# $600 to spend on laptop



## Twinbird24 (Aug 17, 2011)

I have $600 to spend on a laptop. Which do you guys think is better?
Toshiba Satellite L750D
OR
HP Pavilion dv6-6110us

Or maybe you know of something better, post the link.


----------



## tremmor (Aug 17, 2011)

HP, but never had one. specs was better. get a recovery disc now too.


----------



## Twinbird24 (Aug 17, 2011)

Okay, I was leaning more towards the HP as well, but I just found this laptop which I think is the best.

On a side note, I just found someone selling the above gateway laptop on Kijiji for twice the price :/


----------



## tremmor (Aug 17, 2011)

from what ive seen, its been Gateway is junk. 
Also look at a Asus. Shop. take your time.


----------



## tone457 (Aug 18, 2011)

Personally, I like the 6GB Ram on the Gateway. Would be just fine when Windows 8 upgrade comes around


----------



## Microtomer (Aug 18, 2011)

Are you planning on gaming? Because for around that price (650ish) with no dedicated graphics you can get get an 2nd gen i5 from lenovo. Just useful as a scale of what your money can get you.


----------



## 1shado1 (Aug 18, 2011)

tremmor said:


> HP, but never had one. specs was better. get a recovery disc now too.



The specs of both the HP and the Toshiba are exactly the same, except for a larger HDD in the HP.


----------



## Perkomate (Aug 18, 2011)

if you're playing games, don't get the HP. The fans are generally rubbish, and the laptops overheat like there's no tomorrow.


----------



## daisymtc (Aug 18, 2011)

HP have better spec. But toshiba a better brand.
Go for A6-3400M


----------



## 1shado1 (Aug 18, 2011)

daisymtc said:


> HP have better spec. But toshiba a better brand.
> Go for A6-3400M



Guess I'm missing something.  They both have the A6-3400M.  The only better spec I saw on the HP was a larger HDD.  I'd get the Tosh too.


----------



## spynoodle (Aug 18, 2011)

No HP. No Gateway.

I found this study a few weeks ago: http://www.squaretrade.com/htm/pdf/SquareTrade_laptop_reliability_1109.pdf

If you scroll down a few pages, there's a graph showing the reliability of various laptop brands. When it comes to what seem like "good" brands, you've got Asus, Toshiba, Sony, Apple, and Dell, and for bad brands, you've got Lenovo, Gateway, Acer (which is the same as Gateway), and, surprisingly at the bottom of the list, HP. I was kinda disappointed when I saw it, because of the fact that HPs been around for a LONG while. Well, I guess they've kinda lost it, selling too many cheap laptops to Wal-Mart. Of course, their really cheap laptops could have skewed the survey a bit. I don't really have respect for a company that has the stupidity to sell a laptop that they know will die in a few years, though.

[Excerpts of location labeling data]
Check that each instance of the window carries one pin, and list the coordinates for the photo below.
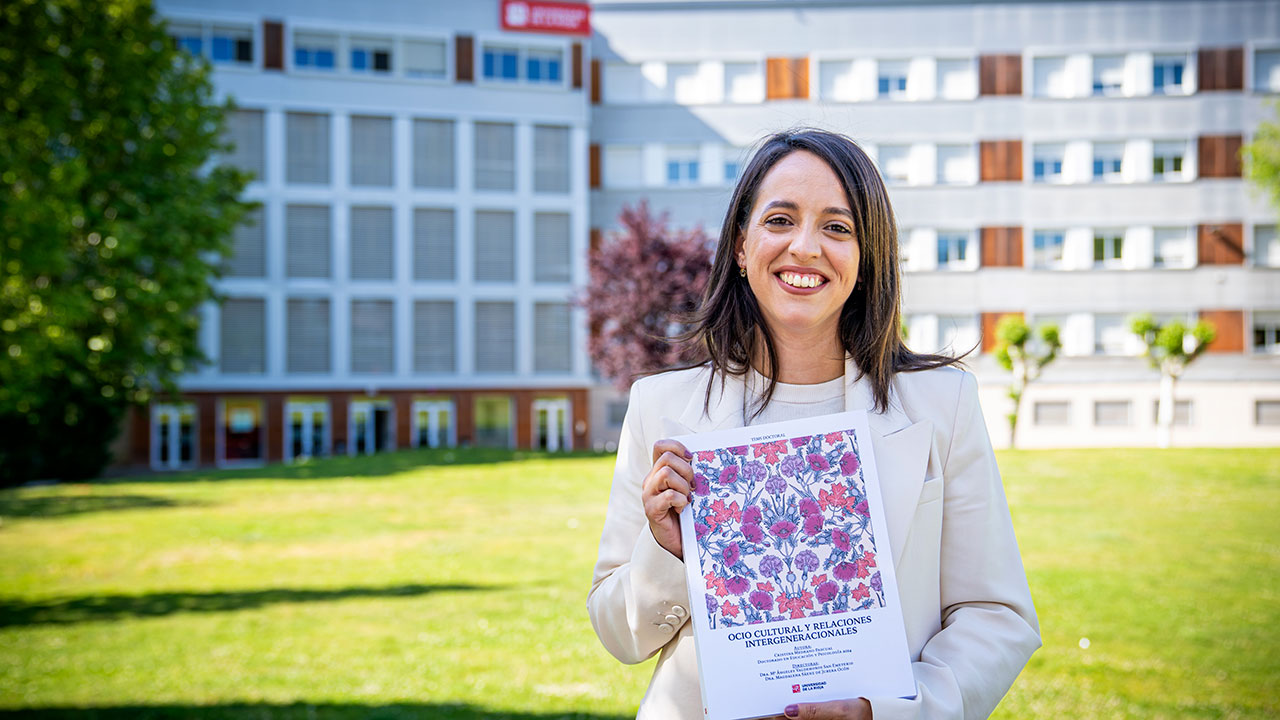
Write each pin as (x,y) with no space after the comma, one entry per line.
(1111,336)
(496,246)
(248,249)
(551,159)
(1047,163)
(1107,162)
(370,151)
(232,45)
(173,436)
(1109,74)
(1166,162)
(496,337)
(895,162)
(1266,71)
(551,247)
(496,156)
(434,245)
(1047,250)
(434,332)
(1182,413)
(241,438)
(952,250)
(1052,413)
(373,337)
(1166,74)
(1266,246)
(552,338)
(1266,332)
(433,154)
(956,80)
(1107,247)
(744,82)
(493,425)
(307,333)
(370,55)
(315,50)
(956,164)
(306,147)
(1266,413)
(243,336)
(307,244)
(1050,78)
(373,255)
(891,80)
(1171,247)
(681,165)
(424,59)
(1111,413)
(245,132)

GOAL
Please continue the forum thread about picking a laptop for $600, starting right after its last sentence.

TASK RESULT
So yeah, Gateway and HP are godawful now. Go figure.


----------



## Twinbird24 (Aug 18, 2011)

Thanks for the suggestions, I think I would have probably chosen the Toshiba over the HP, but since I found that gateway it's probably what I'm going to get (there are 2 gateway laptops in the family already and they are really good). I won't be using it for gaming, it will mostly be used for web browsing and using MS Office a lot for school and streaming videos to my TV.


----------



## spynoodle (Aug 18, 2011)

Twinbird24 said:


> Thanks for the suggestions, I think I would have probably chosen the Toshiba over the HP, but since I found that gateway it's probably what I'm going to get (there are 2 gateway laptops in the family already and they are really good). I won't be using it for gaming, it will mostly be used for web browsing and using MS Office a lot for school and streaming videos to my TV.


Just saying, though: if you want a laptop that will last a good 6 or 7 years, you should probably go with the Toshiba.


----------



## naman (Aug 18, 2011)

i guess the Hp is better but if you can go a bit above budget.

http://www.newegg.com/Product/Product.aspx?Item=N82E16834157840


----------



## SoMeAm (Aug 19, 2011)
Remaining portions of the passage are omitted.